> The request:
Locate each line in the items below that contains the word "rear", and copy those lines out.

> Available data:

-- -- --

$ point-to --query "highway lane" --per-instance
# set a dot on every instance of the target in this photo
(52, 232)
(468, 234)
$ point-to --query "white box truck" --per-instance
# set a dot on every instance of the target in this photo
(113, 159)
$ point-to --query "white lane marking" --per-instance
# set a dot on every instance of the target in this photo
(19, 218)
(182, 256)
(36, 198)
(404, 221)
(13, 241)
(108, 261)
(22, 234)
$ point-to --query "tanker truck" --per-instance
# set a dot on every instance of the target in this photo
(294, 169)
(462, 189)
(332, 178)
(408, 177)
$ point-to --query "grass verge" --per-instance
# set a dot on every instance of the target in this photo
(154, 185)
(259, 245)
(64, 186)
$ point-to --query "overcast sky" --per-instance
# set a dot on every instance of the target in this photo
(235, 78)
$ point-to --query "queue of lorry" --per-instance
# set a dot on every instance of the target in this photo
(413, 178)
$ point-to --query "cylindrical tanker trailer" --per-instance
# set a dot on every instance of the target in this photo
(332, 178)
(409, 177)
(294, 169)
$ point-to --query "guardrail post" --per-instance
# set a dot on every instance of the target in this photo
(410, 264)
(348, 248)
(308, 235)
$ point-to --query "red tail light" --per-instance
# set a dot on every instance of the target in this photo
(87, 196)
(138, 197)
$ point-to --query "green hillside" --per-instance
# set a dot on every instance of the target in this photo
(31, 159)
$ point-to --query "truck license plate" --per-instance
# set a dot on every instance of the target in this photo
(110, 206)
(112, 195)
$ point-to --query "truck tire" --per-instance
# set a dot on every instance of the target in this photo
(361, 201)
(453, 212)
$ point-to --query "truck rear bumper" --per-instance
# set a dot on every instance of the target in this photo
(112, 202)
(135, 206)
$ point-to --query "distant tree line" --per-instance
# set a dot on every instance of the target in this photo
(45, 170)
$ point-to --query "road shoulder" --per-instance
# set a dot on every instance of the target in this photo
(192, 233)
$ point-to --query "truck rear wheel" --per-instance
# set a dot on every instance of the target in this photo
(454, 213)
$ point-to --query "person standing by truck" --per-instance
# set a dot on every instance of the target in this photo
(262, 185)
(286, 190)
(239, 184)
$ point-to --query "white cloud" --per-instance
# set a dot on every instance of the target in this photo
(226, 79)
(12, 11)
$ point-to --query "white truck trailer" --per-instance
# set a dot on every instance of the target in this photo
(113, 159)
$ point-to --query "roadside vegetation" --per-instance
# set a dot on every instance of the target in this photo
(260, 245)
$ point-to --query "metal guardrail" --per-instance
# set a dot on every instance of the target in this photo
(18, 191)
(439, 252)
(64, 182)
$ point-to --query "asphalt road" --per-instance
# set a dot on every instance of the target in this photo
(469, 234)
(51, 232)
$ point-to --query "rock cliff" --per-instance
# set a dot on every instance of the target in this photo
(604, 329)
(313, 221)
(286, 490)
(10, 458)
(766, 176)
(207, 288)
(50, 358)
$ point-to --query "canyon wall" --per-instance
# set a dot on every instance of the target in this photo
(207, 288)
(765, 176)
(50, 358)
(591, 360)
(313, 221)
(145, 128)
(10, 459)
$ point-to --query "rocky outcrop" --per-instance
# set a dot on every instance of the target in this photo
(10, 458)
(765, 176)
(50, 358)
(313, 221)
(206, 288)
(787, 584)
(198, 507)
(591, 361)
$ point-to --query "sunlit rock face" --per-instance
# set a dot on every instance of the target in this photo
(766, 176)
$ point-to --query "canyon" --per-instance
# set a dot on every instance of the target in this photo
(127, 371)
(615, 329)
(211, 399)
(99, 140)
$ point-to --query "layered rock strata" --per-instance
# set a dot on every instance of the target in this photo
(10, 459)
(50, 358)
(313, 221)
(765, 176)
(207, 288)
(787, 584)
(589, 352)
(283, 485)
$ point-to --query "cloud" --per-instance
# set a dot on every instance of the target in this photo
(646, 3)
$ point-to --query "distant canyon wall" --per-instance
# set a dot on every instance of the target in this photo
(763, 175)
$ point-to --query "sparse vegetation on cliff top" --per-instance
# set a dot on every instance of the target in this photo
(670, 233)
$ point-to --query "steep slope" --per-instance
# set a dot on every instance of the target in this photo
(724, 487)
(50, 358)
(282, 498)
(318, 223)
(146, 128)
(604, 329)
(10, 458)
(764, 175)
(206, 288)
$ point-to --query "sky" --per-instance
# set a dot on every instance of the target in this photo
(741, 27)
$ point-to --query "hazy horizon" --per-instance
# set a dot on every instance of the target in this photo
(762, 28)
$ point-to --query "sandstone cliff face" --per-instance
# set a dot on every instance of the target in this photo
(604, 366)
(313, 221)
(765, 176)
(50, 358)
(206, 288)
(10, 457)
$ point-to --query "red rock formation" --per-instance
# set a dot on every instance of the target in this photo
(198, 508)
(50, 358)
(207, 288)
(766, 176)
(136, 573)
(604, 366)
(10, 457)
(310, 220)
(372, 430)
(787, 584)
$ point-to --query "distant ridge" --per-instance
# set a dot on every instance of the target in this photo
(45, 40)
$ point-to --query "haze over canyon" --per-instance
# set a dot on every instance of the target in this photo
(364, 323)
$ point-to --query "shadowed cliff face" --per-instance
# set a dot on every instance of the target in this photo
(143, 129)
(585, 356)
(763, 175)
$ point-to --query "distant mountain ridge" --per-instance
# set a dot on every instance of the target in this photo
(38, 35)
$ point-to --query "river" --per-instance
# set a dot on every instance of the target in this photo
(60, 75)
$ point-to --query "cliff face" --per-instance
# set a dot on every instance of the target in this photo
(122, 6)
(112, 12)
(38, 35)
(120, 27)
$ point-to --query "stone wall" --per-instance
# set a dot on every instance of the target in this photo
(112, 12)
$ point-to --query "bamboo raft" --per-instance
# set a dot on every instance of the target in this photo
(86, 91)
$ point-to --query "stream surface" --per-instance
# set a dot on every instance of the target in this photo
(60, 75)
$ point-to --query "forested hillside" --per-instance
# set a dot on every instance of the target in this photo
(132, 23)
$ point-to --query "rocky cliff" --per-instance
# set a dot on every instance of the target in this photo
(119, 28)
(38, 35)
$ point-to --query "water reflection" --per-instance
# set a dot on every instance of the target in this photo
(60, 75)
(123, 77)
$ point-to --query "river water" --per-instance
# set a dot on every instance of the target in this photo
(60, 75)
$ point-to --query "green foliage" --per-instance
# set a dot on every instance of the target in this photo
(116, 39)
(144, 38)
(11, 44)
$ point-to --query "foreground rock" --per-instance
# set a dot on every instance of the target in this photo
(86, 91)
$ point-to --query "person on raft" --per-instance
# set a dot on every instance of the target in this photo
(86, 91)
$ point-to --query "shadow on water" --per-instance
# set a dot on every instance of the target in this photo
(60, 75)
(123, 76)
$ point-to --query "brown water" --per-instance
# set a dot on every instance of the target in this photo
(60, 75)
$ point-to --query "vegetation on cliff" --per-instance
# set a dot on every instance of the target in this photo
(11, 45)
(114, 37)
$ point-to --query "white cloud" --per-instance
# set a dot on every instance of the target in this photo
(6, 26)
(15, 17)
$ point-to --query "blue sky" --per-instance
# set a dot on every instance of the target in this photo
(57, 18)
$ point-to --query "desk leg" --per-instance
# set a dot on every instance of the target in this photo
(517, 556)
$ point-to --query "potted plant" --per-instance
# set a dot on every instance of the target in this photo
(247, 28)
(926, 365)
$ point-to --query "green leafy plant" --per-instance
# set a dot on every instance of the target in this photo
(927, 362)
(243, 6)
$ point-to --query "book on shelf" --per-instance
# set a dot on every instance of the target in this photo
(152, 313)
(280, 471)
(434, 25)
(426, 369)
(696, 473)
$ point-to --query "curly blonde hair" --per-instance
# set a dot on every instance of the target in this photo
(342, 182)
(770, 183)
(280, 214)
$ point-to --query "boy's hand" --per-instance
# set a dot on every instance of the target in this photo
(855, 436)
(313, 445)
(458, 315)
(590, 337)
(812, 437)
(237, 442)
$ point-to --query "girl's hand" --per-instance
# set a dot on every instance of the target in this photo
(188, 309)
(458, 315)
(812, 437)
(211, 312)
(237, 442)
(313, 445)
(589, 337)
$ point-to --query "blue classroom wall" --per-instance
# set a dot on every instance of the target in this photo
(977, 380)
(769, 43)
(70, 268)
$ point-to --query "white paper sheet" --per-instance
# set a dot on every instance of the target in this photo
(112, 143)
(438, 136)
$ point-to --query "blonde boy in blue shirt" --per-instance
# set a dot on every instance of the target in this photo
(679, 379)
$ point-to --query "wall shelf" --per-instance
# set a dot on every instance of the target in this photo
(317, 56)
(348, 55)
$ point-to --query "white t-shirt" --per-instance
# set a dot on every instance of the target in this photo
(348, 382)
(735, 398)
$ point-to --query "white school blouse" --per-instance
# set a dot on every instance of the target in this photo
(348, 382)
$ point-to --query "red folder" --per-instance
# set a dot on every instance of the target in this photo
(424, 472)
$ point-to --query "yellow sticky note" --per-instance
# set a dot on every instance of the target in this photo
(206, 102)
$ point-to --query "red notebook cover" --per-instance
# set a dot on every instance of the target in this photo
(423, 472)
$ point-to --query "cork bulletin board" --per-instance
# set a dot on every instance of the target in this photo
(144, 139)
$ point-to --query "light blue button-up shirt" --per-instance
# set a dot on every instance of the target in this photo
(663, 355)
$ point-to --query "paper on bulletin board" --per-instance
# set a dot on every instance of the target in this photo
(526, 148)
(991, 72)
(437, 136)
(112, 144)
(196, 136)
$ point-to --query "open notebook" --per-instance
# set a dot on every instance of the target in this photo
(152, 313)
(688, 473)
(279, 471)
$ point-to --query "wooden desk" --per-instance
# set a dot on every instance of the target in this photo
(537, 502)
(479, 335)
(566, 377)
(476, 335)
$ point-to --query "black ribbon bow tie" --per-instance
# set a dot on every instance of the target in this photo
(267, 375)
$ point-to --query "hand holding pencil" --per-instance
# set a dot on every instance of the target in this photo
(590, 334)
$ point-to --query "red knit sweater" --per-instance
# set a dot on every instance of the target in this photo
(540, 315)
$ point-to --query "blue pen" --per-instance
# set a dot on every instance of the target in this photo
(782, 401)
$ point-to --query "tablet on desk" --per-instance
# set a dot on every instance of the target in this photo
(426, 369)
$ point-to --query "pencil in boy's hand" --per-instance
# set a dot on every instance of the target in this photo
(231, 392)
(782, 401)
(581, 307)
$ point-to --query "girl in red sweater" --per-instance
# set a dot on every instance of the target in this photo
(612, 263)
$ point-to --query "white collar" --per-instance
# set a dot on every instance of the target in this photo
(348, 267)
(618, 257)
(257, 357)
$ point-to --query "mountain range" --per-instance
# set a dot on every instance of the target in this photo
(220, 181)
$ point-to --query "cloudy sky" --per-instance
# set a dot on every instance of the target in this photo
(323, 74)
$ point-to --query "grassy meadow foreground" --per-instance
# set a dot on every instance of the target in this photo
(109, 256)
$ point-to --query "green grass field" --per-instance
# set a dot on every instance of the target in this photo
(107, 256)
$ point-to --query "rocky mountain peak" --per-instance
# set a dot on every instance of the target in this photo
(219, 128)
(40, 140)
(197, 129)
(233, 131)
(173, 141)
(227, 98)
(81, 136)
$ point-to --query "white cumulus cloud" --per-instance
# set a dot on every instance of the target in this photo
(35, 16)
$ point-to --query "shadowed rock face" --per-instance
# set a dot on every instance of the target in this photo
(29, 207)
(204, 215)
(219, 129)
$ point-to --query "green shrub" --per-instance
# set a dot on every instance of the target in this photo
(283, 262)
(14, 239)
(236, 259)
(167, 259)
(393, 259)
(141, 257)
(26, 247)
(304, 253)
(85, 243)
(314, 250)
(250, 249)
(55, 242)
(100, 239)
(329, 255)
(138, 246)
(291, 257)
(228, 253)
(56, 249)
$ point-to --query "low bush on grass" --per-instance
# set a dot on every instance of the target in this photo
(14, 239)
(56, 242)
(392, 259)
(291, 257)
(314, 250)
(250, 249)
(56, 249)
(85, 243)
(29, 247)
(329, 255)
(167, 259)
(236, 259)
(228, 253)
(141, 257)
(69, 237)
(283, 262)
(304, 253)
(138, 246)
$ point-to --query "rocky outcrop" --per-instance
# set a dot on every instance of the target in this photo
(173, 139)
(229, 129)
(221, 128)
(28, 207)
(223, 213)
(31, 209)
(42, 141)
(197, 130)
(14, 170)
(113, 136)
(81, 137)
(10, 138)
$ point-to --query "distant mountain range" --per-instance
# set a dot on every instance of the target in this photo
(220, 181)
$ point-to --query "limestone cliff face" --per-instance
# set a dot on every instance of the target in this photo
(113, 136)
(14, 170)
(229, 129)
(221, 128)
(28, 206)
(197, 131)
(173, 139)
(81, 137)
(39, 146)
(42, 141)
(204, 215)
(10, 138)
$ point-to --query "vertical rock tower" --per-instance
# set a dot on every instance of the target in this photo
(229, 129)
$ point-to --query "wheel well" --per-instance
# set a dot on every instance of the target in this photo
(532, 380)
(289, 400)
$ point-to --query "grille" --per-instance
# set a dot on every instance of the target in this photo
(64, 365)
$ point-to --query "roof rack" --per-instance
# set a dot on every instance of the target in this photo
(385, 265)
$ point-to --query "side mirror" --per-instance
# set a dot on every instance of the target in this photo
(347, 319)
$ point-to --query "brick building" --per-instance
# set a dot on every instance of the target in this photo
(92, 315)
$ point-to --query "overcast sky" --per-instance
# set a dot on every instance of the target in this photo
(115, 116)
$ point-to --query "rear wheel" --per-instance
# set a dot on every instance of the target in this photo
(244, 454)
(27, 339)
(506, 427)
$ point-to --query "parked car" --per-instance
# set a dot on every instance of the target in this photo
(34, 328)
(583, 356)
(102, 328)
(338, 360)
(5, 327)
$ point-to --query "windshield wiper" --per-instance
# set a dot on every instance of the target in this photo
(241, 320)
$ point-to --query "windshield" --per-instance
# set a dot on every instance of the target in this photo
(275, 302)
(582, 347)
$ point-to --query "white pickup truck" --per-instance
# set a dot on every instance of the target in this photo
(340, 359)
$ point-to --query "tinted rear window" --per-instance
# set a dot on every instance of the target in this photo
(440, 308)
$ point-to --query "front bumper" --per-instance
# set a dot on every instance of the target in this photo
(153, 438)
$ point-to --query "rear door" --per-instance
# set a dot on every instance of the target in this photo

-- -- --

> Written reply:
$ point-to --query "truck rear bumper" --per-instance
$ point-to --query "truck rear wheel" --per-instance
$ point-to --query "rear wheel" --per-instance
$ point-to --query "tinted rear window" --per-instance
$ point-to --query "rear door" --per-instance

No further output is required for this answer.